■ **ZU BEARBEITEN**:
a – Beurteilen Sie für jede Aussage, ob sie mit dem Forumsthread zum kostenlosen Test übereinstimmt. Antworten Sie jeweils mit Ja oder Nein und zitieren Sie die entscheidenden Worte des Threads wörtlich. (i) Bambusbar vermutet, dass Spieler ab dem Nachmittag andere zum Testen einladen können. (ii) Laut Bambusbar darf jeder im Forum der Spieleseite posten. (iii) Laut b00nage sind die Einladungen auf höchstens drei begrenzt.
b – Schreiben Sie den Abschnitt des Forumsthreads zum kostenlosen Test von „Ich hätte ja" bis „im Forum fragen." wortgetreu ab.

■ **DOKUMENTABSCHNITT**:
====
# Kostenloser Test möglich?



## NineEleven (6. März 2012)

*Kostenloser Test möglich?*

Hallo zusammen!

Als StarWars-Fan und ehemaliger WoW-Spieler reizt mich SWTOR durchaus. Aber mal eben ne schöne Stange Geld auszugeben, um festzustellen, das es mir nicht gefällt möchte ich nicht. Kann mir jemand sagen, ob es ähnlich wie bei WoW möglich ist, das Spiel mal ein paar Tage kostenlos zu testen?

Danke!


----------



## Bambusbar (6. März 2012)

*AW: Kostenloser Test möglich?*

Ich glaube, dass ab heute nachmittag die Leute die es schon spielen jemanden einladen können, um das Game zu testen.

Star Wars: The Old Republic - Site Unavailable
Das Forum funzt, die Seite selber is nur down, das ist immer so bei Serverwartung (haha, warum auch immer).

Also wenn du jemanden kennst ,ders zockt, kann er dich einladen.


----------



## NineEleven (6. März 2012)

*AW: Kostenloser Test möglich?*

Hm, ist natürlich blöd, wenn keiner im Freundeskreis SWTOR zockt.....


----------



## Bambusbar (6. März 2012)

*AW: Kostenloser Test möglich?*

Tja, da haben die Leute mal wieder gedacht von 12 bis Mittag.
Ich hätte ja gesagt " Mach dir n Acc auf der Seite und frag im Forum, ob dich jemand einlädt" aber tja ..da können nur Leute posten, die auch n laufendes Abo haben ... 

Evtl mal hier im Forum fragen.
Ich zocks nimmer, zum Glück.


----------



## riotmilch (6. März 2012)

Schick mir mal ne PN mit deiner eMail Addy.
Ich zocks noch, zum Glück.


----------



## Keleg (10. März 2012)

*AW: Kostenloser Test möglich?*

Hätte auch gerne eine einladung!


----------



## b00nage (10. März 2012)

*AW: Kostenloser Test möglich?*

Ich vermute sie wollen anfangs einfach verhindern, dass riesige Mengen an Leuten sich für die Test-Accounts anmelden. 
Durch die max. 3 EInladungen können sie es doch ein wenig beschränken und einplanen, sodass die Server nicht in die Knie gezwungen werden.
Das Einladungs-Angebot ist ja angeblich zeitlich begrenzt, wahrscheinlich öffnen sie dann die Anmeldung für alle.

Da ich leider auch keinen SWTOR Spieler kenne, es aber sehr gerne ausprobieren würde, such ich auch noch eine Einladung:
weirdw (at) gmail.com

Vielen Dank!


----------
====
■ **DATENABSCHNITT**:
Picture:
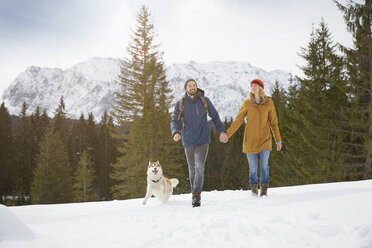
====
■ **ERGEBNISSE DER ÜBUNG**:
a –
(i) Ja: „Ich glaube, dass ab heute nachmittag die Leute die es schon spielen jemanden einladen können, um das Game zu testen."
(ii) Nein: „da können nur Leute posten, die auch n laufendes Abo haben"
(iii) Ja: „Durch die max. 3 EInladungen können sie es doch ein wenig beschränken"

b –
Ich hätte ja gesagt " Mach dir n Acc auf der Seite und frag im Forum, ob dich jemand einlädt" aber tja ..da können nur Leute posten, die auch n laufendes Abo haben ... 

Evtl mal hier im Forum fragen.